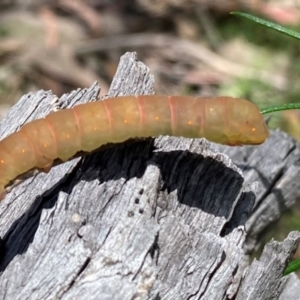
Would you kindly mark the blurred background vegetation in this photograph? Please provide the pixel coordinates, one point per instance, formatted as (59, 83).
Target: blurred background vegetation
(192, 47)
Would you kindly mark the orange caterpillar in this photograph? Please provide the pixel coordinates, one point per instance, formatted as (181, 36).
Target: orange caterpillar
(85, 127)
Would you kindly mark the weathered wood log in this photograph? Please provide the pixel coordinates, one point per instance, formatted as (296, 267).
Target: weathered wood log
(147, 219)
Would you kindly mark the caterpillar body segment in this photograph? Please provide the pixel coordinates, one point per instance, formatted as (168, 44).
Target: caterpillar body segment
(61, 134)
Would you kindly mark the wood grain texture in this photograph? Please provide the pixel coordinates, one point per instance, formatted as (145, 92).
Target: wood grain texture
(146, 219)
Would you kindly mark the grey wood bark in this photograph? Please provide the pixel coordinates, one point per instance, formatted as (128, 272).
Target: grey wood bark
(160, 218)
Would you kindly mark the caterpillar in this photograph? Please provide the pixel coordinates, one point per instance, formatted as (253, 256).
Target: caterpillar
(86, 127)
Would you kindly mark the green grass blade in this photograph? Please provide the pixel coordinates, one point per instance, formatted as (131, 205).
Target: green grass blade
(280, 107)
(268, 24)
(292, 267)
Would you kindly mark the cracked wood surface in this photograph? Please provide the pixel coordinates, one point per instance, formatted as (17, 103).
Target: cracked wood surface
(148, 219)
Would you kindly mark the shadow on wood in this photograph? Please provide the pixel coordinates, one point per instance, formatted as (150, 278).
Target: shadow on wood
(146, 219)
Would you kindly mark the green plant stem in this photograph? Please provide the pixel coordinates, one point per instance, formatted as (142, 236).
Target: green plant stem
(280, 107)
(268, 24)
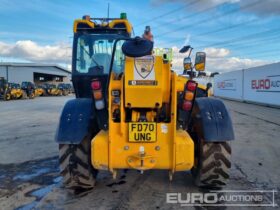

★ ★ ★ ★

◆ Exercise goal ◆
Copy every row above word for word, leaving out the pictures.

◆ Answer below ◆
Would you kindly mark the blurred background vegetation in this photograph? Please provide the pixel coordinates, one point per instance, formatted as (59, 83).
Target: blurred background vegetation
(192, 47)
Would you kindly mark the orange caterpillar in this photograph? Please provide the pixel coordinates, one point per instance, formatted as (181, 36).
Target: orange caterpillar
(85, 127)
Would you kindly mark the weathered wood log in this photograph? Please provide the pixel coordinates, one point per instance, formatted as (296, 267).
Target: weathered wood log
(147, 219)
Would you kindly mark the caterpillar body segment in this photograph? Please provide the pixel coordinates, one point per instance, formatted as (168, 44).
Target: caterpillar body segment
(61, 134)
Would you kindly mark the wood grain texture in this photograph? Please provide the pixel coordinates, one point per instance, formatted as (145, 92).
Target: wood grain texture
(146, 219)
Would you kindly mark the grey wood bark in this photograph? Please provide the pixel coordinates, one point per instance, formatted as (128, 272).
Target: grey wood bark
(160, 218)
Would you kindly mark the caterpillar in this photograph? Please provide the pixel coordinates, one point per instance, formatted as (253, 256).
Target: caterpillar
(86, 127)
Would you kindly mark the green grass blade in this photograph? Please provide the pixel coordinates, one point per instance, formatted as (131, 205).
Target: green grass blade
(280, 107)
(268, 24)
(292, 267)
Would you kindly mark the cracked wood surface in this photograph? Please provide the pixel coordinates, one point per instance, formatted as (17, 103).
Target: cracked wood surface
(148, 219)
Would you kindly mark the shadow on wood in this photograph? Please provide the pixel coordinates, one point per instance, formatted as (150, 278).
Target: shadow on wood
(146, 219)
Would you kindly mark the green plant stem in this photograph? Please provide the pixel coordinates, one point per instance, formatted as (142, 236).
Target: green plant stem
(280, 107)
(268, 24)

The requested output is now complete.